- _SHORT EXERCISE_: Extract the records in full, leaving every picture out.

* start *

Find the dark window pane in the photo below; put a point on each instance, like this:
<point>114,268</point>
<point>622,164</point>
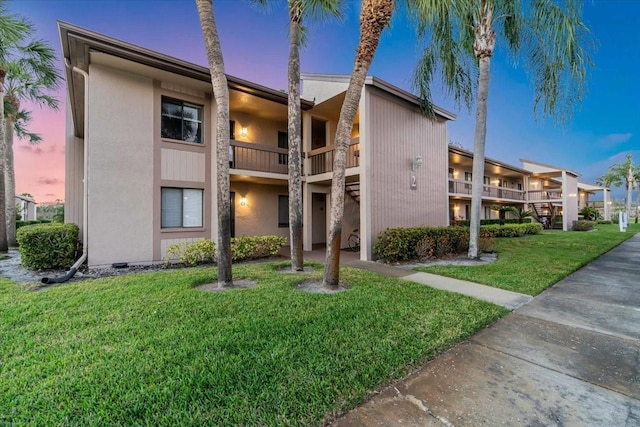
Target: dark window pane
<point>171,207</point>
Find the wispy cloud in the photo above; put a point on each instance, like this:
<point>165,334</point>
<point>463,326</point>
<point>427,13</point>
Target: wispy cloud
<point>43,180</point>
<point>614,139</point>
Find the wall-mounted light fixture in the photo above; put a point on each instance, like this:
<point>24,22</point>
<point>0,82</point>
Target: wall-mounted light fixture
<point>417,162</point>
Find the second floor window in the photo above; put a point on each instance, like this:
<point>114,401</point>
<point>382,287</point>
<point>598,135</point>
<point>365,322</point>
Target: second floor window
<point>181,121</point>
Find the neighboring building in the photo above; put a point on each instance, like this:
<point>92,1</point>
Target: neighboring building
<point>553,194</point>
<point>141,164</point>
<point>25,207</point>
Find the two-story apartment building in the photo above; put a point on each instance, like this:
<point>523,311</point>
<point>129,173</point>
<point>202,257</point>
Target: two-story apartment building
<point>553,194</point>
<point>140,154</point>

* end *

- _ANSWER TO THE PROBLEM_:
Find the dark window pane in the photo below; put a point on each instance, like this:
<point>114,268</point>
<point>622,164</point>
Target: dark window pane
<point>171,207</point>
Find the wispy cloud in the photo above; put a point on each instance, like this:
<point>165,334</point>
<point>463,326</point>
<point>427,13</point>
Target: wispy cloud
<point>43,180</point>
<point>614,139</point>
Find the wall-mounted light fixture in the photo above; put a point on each instance, like this:
<point>24,22</point>
<point>0,82</point>
Target: wall-mounted light fixture
<point>417,162</point>
Find the second floor window in the photo above; put a point on each instance, like this:
<point>114,401</point>
<point>382,287</point>
<point>598,135</point>
<point>365,322</point>
Target: second floor window
<point>181,121</point>
Find the neighboring building in the photo above; put a point on each instance, like this:
<point>92,1</point>
Target: neighboring building
<point>553,194</point>
<point>141,164</point>
<point>25,207</point>
Find the two-story apartment building in the photo above; put a point on each instance, like this:
<point>523,311</point>
<point>129,173</point>
<point>202,257</point>
Target: two-story apartment building
<point>553,194</point>
<point>140,154</point>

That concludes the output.